### Testo fornito
La Piattaforma Sociale Eurostop, alla quale abbiamo aderito e partecipiamo (nella nostra adesione, vedi www.carc.it, spieghiamo sia punti di forza della Piattaforma che le questioni da trattare per incidere sul corso delle cose) ha promosso le manifestazioni contro la guerra di Roma e Milano del 16 gennaio scorso, manifestazioni che sono la prima tappa di una campagna che si articola nella creazione di coordinamenti regionali, la partecipazione alla campagna per il NO al referendum sulle riforme costituzionali del governo Renzi e la promozione di un referendum sulle riforme costituzionali del governo Renzi e la promozione di un referendum sui Trattati europei, la creazione di un Osservatorio sull’Unione Europea per informare sulle manovre economiche, politiche e militari delle istituzioni europee, l’organizzazione di una giornata di mobilitazione europea contro la UE; l’euro e la NATO.
Nelle assemblee (Roma, Milano, Brescia, a cui abbiamo partecipato, Torino e anche altre città) che la Piattaforma ha organizzato per preparare le manifestazioni e nelle manifestazioni stesse sono emersi alcuni aspetti sparsi che, se messi insieme, ordinati e sviluppati, rappresentano le tendenze positive esistenti nell’aggregato e indicano i passi avanti rispetto alle esperienze precedenti, pure animate da una parte degli stessi promotori (Comitato NO Debito, NO Monti Day, Controsemestre popolare).
Mettiamoli insieme, questi aspetti. G. Cremaschi all’assemblea di Brescia dell’8 gennaio ha detto tre cose che riportiamo sinteticamente. Primo: il nemico principale le masse popolari e i lavoratori ce l’hanno in casa, sono i governi delle politiche di austerità, dello smantellamento dei diritti e della precarietà. Sembra una cosa banale, ma non lo è affatto vista la prassi (corrente, e non a caso, negli ambienti della sinistra borghese come anche tra i promotori della mobilitazione reazionaria) di indirizzare il malcontento delle masse popolari non contro i responsabile delle condizioni infami a cui sono costrette (la classe dominante del nostro paese: i vertici della Repubblica Pontificia), ma “contro l’Europa” o “contro la Germania” (ieri era “contro l’invasione delle merci cinesi”), alimentando, volenti o nolenti, l’idea che masse popolari e borghesia imperialista abbiano interessi comuni da far valere, siano alleate nella “guerra tra noi e il resto del mondo” evocata da Marchionne. Secondo: per sviluppare la mobilitazione contro la guerra imperialista e contrastare le campagne di intossicazione della classe dominante, è necessario considerare l’alto valore ideale di coloro che lottano contro l’imperialismo anche facendosi saltare in aria, anche ricorrendo al martirio. Una posizione ben più avanzata di quella che predomina negli ambienti della sinistra borghese e radicale (“NO alla guerra, ma NO anche al terrorismo”) che mette sullo stesso piano aggressori e resistenti. Terzo: non ha senso oggi parlare di alleanze con i governi che si ribellano alla comunità internazionale dei paesi imperialisti (il Venezuela) o con i governi presi di mira da essa (come la Russia), perché “le alleanze sono questioni che competono al governo, quindi parleremo di alleanze quando avremo un nostro governo”. Non è solo una critica (implicita) a fantasiose proposte (tipo ALBA Mediterranea) che prescindono dalla lotta di classe, è la prima volta che la questione del governo viene posta chiaramente da Cremaschi, ma più in generale dall’area di cui fa parte.

### Voci
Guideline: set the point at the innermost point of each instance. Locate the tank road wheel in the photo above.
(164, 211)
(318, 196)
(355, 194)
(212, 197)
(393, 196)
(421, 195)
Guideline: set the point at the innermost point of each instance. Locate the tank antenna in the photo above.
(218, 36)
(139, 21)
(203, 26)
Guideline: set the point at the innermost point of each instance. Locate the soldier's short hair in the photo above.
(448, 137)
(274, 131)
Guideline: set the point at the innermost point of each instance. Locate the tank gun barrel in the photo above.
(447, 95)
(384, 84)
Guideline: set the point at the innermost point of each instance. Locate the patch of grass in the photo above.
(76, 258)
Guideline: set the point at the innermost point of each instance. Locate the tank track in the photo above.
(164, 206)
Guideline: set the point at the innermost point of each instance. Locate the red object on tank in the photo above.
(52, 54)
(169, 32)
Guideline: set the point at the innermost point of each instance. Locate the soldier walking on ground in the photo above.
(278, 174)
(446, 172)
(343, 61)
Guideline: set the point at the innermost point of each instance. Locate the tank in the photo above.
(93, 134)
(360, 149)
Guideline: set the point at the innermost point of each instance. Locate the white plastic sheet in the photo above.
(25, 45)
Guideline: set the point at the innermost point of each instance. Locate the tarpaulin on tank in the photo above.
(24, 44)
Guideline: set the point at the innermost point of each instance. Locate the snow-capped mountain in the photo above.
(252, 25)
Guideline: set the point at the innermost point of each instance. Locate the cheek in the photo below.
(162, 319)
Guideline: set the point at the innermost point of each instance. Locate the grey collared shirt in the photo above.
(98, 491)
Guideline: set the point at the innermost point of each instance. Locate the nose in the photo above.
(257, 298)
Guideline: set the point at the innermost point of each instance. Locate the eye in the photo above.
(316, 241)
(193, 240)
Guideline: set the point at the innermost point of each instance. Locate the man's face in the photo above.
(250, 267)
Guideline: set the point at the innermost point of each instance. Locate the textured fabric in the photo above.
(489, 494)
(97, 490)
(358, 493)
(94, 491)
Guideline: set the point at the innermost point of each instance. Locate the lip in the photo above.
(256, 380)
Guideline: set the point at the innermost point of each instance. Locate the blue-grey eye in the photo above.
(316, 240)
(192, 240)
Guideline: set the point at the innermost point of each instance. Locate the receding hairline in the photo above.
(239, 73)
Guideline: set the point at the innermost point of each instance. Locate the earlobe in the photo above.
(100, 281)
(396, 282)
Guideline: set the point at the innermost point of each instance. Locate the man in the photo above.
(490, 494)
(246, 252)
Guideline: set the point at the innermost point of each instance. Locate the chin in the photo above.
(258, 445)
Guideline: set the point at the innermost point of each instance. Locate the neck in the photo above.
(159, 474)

--

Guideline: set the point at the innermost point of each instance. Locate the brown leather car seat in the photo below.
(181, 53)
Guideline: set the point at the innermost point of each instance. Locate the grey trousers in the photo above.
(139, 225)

### Completa quanto segue
(a) Per favore, indica se ciascuna affermazione concorda con il testo sulla Piattaforma Eurostop: (i) le manifestazioni di Roma e Milano si sono svolte il 16 gennaio; (ii) l'assemblea di Brescia si è tenuta il 10 gennaio; (iii) a Brescia Cremaschi ha detto quattro cose. Per ogni punto rispondi sì o no e cita le parole decisive del testo.
(b) Continua il testo sulla Piattaforma Eurostop partendo dopo la sua ultima frase.
Le voci non hanno alcun ruolo in questo lavoro.

### Risposte in ordine
(a)
(i) Sì: «ha promosso le manifestazioni contro la guerra di Roma e Milano del 16 gennaio scorso».
(ii) No: «all’assemblea di Brescia dell’8 gennaio».
(iii) No: «ha detto tre cose che riportiamo sinteticamente».

(b)
L. Vasapollo all’assemblea di Milano ha caratterizzato la crisi come crisi generale per sovrapproduzione assoluta di capitale. Se le parole hanno un peso, significa che la Rete dei Comunisti, di cui Vasapollo è uno dei principali esponenti, intende rivedere la linea economicista fin qui seguita: il conflitto sociale, la lotta rivendicativa e sindacale come via per risolvere i problemi delle masse, senza instaurare il socialismo.
Infine a Roma, S. Cararo della Rete dei Comunisti ha affermato che le manifestazioni del 16 gennaio sarebbero state un punto di partenza di un percorso da sviluppare, quindi “non importa quanti saremo in piazza”. Se non è un modo per mettere le mani avanti, vuol dire spostare l’asse dalla “grande manifestazione” al percorso attraverso cui valorizzare chi si mobilita, attraverso cui costruire (tappa dopo tappa) un superiore livello di organizzazione, di coscienza politica e nuove relazioni di potere delle masse popolari.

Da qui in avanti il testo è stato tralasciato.